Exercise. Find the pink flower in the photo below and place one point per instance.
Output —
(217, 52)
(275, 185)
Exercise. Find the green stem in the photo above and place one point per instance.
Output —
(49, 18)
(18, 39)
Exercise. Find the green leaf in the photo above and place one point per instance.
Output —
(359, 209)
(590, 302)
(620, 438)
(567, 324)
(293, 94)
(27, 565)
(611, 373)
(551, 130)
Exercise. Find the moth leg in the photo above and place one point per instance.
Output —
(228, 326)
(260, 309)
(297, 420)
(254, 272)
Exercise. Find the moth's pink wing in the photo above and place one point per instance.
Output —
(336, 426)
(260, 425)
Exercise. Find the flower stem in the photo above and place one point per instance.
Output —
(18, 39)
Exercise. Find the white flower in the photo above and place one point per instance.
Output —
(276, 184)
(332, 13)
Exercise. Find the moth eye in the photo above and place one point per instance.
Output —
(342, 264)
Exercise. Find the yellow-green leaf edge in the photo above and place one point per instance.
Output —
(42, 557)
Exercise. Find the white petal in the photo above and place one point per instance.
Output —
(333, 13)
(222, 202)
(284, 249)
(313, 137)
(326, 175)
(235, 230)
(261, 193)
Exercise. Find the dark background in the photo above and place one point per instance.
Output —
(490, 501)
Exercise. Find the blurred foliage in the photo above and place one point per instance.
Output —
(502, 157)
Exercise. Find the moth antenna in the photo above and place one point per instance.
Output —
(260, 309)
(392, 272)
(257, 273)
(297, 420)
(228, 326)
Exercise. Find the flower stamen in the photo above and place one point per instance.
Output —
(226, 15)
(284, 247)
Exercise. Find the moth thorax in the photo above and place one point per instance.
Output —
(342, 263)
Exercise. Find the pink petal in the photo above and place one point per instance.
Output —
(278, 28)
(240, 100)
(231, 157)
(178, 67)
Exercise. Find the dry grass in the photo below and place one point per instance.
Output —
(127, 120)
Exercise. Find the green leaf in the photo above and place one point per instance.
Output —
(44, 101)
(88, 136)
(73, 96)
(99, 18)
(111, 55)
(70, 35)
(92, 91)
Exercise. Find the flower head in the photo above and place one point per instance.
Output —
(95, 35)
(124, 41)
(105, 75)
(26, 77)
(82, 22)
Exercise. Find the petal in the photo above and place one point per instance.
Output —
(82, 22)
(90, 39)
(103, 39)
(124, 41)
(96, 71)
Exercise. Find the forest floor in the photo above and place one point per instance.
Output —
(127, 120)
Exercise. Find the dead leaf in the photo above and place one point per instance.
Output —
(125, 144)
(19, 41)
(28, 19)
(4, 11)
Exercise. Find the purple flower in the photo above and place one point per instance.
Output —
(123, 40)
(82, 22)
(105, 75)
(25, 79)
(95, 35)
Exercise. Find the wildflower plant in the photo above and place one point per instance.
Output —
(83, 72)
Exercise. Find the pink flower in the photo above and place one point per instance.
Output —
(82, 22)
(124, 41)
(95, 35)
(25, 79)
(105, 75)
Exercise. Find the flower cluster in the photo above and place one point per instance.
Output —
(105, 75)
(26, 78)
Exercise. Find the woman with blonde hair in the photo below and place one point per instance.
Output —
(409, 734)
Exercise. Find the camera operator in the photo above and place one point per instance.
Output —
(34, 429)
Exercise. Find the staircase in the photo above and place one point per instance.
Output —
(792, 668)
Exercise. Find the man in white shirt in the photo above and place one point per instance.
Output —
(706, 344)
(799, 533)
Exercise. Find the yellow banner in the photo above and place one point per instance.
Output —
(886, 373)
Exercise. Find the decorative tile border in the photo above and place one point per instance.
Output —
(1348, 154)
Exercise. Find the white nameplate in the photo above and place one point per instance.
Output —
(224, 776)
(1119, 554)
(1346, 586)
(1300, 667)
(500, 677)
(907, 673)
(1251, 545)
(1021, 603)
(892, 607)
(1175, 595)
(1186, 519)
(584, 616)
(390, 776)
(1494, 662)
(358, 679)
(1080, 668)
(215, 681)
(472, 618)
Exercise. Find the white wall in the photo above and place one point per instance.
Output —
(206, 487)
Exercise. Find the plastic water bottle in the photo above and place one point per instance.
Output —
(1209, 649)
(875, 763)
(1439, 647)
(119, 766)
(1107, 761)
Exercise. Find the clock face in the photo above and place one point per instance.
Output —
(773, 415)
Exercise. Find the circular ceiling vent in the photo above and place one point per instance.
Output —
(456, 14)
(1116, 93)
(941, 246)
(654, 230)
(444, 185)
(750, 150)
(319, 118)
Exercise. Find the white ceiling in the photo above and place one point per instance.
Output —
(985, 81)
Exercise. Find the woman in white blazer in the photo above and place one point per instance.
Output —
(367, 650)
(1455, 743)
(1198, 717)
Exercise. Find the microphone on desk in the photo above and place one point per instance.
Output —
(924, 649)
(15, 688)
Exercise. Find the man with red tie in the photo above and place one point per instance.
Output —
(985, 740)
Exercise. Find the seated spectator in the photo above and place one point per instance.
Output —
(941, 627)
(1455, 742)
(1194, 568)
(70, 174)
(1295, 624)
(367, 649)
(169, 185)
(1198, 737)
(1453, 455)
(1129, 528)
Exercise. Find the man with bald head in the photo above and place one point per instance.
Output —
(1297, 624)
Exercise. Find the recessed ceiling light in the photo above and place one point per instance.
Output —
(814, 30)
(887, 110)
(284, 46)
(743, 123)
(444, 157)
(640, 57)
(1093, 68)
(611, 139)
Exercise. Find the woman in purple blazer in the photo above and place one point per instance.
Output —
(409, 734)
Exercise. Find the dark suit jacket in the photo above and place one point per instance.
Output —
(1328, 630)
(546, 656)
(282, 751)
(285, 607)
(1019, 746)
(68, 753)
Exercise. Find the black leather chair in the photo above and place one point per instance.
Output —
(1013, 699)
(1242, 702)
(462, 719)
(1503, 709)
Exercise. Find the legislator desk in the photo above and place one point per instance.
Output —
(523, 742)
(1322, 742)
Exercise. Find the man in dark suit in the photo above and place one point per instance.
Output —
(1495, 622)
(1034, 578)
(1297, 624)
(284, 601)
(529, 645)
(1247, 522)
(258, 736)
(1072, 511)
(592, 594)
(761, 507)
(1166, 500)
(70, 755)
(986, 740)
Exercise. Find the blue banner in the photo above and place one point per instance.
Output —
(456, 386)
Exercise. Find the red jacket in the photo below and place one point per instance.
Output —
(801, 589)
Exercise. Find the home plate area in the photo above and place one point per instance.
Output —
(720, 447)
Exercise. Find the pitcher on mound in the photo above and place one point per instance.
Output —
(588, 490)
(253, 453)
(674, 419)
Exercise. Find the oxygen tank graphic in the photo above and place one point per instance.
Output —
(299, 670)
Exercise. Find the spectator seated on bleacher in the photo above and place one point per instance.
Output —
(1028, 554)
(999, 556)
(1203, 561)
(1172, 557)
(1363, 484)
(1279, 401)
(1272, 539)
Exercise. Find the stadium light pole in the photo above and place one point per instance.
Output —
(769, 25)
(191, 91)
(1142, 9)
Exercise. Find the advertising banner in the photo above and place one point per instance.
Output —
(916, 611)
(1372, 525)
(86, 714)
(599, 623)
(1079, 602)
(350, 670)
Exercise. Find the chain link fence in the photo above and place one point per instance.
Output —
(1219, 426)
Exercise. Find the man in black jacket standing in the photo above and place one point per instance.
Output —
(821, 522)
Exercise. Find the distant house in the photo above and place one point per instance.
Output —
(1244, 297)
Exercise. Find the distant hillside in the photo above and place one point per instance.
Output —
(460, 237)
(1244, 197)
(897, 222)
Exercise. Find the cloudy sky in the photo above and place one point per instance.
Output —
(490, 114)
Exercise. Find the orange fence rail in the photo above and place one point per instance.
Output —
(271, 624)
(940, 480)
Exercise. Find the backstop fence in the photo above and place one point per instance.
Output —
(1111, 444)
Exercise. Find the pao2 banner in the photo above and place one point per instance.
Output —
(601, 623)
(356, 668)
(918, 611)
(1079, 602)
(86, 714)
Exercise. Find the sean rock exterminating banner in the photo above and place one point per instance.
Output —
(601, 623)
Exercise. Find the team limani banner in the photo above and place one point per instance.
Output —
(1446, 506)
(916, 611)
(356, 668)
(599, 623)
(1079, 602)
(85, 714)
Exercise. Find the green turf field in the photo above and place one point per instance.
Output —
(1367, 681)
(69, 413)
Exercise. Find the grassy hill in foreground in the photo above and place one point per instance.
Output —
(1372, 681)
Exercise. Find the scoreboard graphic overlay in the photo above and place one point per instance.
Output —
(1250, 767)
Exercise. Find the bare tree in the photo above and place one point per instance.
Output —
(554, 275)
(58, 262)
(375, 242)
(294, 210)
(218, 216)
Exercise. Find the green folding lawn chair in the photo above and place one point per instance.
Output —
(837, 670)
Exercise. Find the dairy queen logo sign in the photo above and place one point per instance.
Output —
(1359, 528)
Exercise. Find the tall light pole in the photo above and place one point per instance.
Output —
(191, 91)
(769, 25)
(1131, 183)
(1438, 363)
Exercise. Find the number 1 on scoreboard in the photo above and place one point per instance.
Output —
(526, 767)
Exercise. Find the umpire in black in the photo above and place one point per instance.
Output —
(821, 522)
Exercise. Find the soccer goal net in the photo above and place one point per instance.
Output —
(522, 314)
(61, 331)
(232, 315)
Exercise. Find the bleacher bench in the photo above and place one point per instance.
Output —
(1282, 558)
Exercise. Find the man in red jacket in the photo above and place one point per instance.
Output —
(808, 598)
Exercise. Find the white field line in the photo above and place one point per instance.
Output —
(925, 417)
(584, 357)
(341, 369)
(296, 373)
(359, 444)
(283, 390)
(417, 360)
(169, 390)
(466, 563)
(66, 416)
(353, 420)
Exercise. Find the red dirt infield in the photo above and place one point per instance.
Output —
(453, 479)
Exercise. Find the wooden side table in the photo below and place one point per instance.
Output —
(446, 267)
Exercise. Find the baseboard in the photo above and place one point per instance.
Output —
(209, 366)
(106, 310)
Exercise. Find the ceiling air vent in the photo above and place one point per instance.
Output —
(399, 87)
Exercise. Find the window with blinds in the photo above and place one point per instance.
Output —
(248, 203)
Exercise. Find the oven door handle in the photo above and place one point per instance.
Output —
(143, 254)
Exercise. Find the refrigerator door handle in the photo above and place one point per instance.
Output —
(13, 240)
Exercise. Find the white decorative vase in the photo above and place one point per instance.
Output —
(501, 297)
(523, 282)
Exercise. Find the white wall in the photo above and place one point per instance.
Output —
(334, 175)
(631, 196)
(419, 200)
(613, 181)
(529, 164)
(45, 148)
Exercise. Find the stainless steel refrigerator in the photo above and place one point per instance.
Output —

---------------

Stated task → Lay out the stretch of the records above, from the line containing "Exercise. Find the wildflower" through the line containing "(1348, 154)", as a Markdown table with a Row column holding a row number and a Text column holding the line, skipping any blank lines.

Correct answer →
| Row | Text |
|---|---|
| 1 | Exercise. Find the wildflower plant in the photo above and place one point per instance. |
| 2 | Output — |
| 3 | (83, 72) |
| 4 | Exercise. Find the pink flower in the photo above and place one point per instance. |
| 5 | Output — |
| 6 | (82, 22) |
| 7 | (124, 41) |
| 8 | (95, 35) |
| 9 | (25, 79) |
| 10 | (105, 75) |
| 11 | Exercise. Find the flower cluster in the photo above and place one point per instance. |
| 12 | Output — |
| 13 | (105, 75) |
| 14 | (26, 78) |
| 15 | Exercise. Find the woman with blonde hair in the photo below and place one point per instance. |
| 16 | Output — |
| 17 | (409, 734) |
| 18 | Exercise. Find the camera operator in the photo above and place one point per instance. |
| 19 | Output — |
| 20 | (34, 429) |
| 21 | Exercise. Find the staircase in the photo above and place one point per instance. |
| 22 | Output — |
| 23 | (792, 668) |
| 24 | Exercise. Find the man in white shirt in the photo above and place one point per instance. |
| 25 | Output — |
| 26 | (706, 344) |
| 27 | (799, 533) |
| 28 | Exercise. Find the yellow banner in the photo above and place one point per instance. |
| 29 | Output — |
| 30 | (886, 373) |
| 31 | Exercise. Find the decorative tile border in the photo above and place one point per instance. |
| 32 | Output — |
| 33 | (1348, 154) |